# Problem description
Rewrite every line from the start of the records down through the line containing "[[[214,38],[237,49],[239,118],[297,151],[297,1],[212,0]]]", both ends included and requests kept, multiplying each polygon coordinate in the answers by 1.95 and rounding to whole numbers, with halves rounded up. Omit the pictures from the output.

Shape boundary entries

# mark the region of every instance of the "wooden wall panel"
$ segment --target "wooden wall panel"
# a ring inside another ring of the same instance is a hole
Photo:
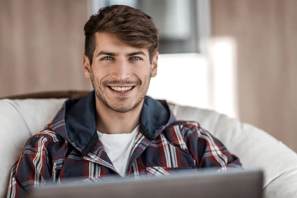
[[[0,97],[91,88],[82,68],[87,2],[0,0]]]
[[[214,38],[237,49],[239,118],[297,151],[297,1],[212,0]]]

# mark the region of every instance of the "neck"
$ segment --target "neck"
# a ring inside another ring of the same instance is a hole
[[[106,106],[96,97],[96,129],[102,133],[130,133],[139,124],[144,100],[126,113],[119,113]]]

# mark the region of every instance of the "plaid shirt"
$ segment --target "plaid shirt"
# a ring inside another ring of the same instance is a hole
[[[93,91],[66,101],[51,123],[29,139],[12,169],[7,197],[23,197],[30,187],[69,178],[90,182],[120,177],[98,139],[95,97]],[[239,159],[198,123],[176,121],[166,101],[146,97],[128,177],[240,167]]]

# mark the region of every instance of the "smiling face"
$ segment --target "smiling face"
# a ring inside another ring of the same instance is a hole
[[[125,113],[142,104],[151,77],[157,73],[158,52],[129,46],[115,37],[96,33],[93,63],[84,54],[85,76],[91,79],[101,104]]]

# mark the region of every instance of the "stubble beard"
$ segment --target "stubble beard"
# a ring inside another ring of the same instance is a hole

# Task output
# mark the region of every instance of the "wooden wall panel"
$ segment --target "wooden wall panel"
# a ring inside another ring of the same instance is a hole
Photo:
[[[0,189],[177,172],[160,133],[170,4],[0,0]]]
[[[417,74],[462,96],[466,230],[579,294],[579,2],[413,0]]]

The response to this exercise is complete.